_What this task involves:_ Reproduce the passage of the C++ introduction that begins at the words "I also think" and stops after the words "among the users.".

_Document extract:_
· · · · ·

I also thought for some time, about how to present and introduction to C++ programming. I thought that I could have done in short bursts where I would have Introduced you bit by bit, but that would have been waste of your time since you would not really learn anything by taking bits of information and then leave you to figure out whats going on. I also thought to segment my tutorials for example post one  topic about variables, another about I/O etc. but then you would have advanced too much in one particular area while leaving some basic stuffs unprocessed so I thought that part 2 of the introduction would contain some basic general knowledge about basics of programming languages, variables and some arithmetic operations.

I also think that you should seriously think about getting in to the C, C#, C++ and Java programming. One the side you can take some basic courses in Python, Pearl, Ruby and PHP. These all matter in the coming work life because to be able to finnish (see the funny pun related to my location) a work, you need to be able to integrate different technologies with each other for example to be able to create web applications these days you will need some basic knowledge in Java, HTML, JSP and CSS among other things. I do not want to stress you out but it’s good that you have even decided to start learn some basics of C++. Here is a chart, from a link that I got from my course teacher.

language-ranking-0912

Image of different programming language’s and their popularity among the users.
Here is the link to the source: http://redmonk.com/sogrady/2012/09/12/language-rankings-9-12/. Do note that not all technologies handle the same jobs meaning that they are good for different areas in a system. Ruby for example is said to be good for database retrieving and processing related stuff. Matlab is a program for modeling 3D objects to mimic real life objects in terms of physics among other things. What I am trying to say that using one technology is not a smart idea. Ask any professional and you will hear the same thing. Its another thing to be an expert in one specific area like  C/C#.

BASICS
Anyway back to the topic. As you may or may not know, C++ is a programming language where you have can write and compile programs. The programs have to be written in logical, arithmetically and mathematically right way if you want a working program. By arithmetical and mathematical I mean that the code must be written in a way that it calculates the values in order that you will have your desired outcome. It would be silly to write a program that is useless isn’t it? What is the point of giving the input of  2 + 2 if the outcome is 6 after compiling your code? So you have to plan ahead how it would be wise to write the code, although there are some who just write without planning with a model in mind and the program turns out great. C++ language is both high and low-level language meaning that you have your:

1. High-level easily understandable abstract words that hide all the memory processing, assignments and registers, basically all the bit (zeros and ones) processing. High Level language is good for algorithmic programming and the language is in a form where it can be understood, debugged and programmed easily. All the functions in high-level programming languages are also in easily understood forms, where it does not take a long time for ordinary people to learn. The language is also very simple to program complex systems with the trade-off from efficiency.

· · · · ·

_Data:_

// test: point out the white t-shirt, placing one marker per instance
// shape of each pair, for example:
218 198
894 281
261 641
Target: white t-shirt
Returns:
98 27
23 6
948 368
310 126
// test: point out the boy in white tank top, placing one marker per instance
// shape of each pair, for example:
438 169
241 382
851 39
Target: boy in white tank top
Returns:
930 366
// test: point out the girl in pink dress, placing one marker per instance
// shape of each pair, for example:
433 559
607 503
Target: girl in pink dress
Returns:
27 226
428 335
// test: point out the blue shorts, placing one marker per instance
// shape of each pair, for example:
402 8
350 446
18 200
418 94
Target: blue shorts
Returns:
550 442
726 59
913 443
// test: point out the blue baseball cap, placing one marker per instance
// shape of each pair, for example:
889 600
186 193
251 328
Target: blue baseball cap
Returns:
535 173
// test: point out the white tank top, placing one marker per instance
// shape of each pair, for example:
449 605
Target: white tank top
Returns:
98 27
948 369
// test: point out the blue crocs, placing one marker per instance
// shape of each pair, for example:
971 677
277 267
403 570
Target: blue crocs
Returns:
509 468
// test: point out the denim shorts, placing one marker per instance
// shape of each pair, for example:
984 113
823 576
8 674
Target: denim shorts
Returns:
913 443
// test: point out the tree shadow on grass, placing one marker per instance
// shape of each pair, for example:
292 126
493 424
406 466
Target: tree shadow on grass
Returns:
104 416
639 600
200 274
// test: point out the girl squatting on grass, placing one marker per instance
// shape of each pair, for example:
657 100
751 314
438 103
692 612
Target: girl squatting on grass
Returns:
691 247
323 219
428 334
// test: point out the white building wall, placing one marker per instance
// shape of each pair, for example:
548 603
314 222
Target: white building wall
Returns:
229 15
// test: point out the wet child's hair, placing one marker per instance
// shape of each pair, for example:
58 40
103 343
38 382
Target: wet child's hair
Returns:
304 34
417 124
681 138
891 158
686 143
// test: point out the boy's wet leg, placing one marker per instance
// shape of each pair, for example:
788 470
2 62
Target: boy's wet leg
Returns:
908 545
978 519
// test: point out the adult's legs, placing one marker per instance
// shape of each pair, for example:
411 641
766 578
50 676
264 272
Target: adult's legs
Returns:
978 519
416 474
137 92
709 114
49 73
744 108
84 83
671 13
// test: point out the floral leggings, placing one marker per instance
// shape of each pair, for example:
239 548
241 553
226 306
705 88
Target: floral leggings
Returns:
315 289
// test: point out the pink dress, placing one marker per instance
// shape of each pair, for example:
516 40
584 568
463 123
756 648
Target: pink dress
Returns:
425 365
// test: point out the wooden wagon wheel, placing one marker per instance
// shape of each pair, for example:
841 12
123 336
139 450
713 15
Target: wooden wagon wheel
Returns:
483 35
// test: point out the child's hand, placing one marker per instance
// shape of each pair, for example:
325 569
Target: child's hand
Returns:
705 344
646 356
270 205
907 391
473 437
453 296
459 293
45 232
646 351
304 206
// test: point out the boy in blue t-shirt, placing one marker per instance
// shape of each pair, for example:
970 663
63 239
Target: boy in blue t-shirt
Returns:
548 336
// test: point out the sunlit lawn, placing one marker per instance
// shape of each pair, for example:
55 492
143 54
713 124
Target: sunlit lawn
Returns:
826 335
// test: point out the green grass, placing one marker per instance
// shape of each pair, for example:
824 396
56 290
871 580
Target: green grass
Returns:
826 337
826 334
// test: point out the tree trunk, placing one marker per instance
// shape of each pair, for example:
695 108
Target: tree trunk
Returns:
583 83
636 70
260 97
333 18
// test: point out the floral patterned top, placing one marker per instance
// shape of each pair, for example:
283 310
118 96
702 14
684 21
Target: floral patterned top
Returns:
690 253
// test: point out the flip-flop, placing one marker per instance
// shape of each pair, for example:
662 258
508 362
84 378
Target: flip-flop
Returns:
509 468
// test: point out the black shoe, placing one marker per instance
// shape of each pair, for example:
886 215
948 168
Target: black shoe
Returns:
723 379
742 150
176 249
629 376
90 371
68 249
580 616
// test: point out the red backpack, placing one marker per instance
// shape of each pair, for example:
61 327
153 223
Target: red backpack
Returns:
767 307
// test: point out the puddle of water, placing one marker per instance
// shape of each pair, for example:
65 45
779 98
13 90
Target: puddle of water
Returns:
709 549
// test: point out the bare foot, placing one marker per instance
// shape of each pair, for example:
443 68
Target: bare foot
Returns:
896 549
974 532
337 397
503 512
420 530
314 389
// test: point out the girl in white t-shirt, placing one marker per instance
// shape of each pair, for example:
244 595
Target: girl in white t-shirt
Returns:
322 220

· · · · ·

_Output of the exercise:_
I also think that you should seriously think about getting in to the C, C#, C++ and Java programming. One the side you can take some basic courses in Python, Pearl, Ruby and PHP. These all matter in the coming work life because to be able to finnish (see the funny pun related to my location) a work, you need to be able to integrate different technologies with each other for example to be able to create web applications these days you will need some basic knowledge in Java, HTML, JSP and CSS among other things. I do not want to stress you out but it’s good that you have even decided to start learn some basics of C++. Here is a chart, from a link that I got from my course teacher.

language-ranking-0912

Image of different programming language’s and their popularity among the users.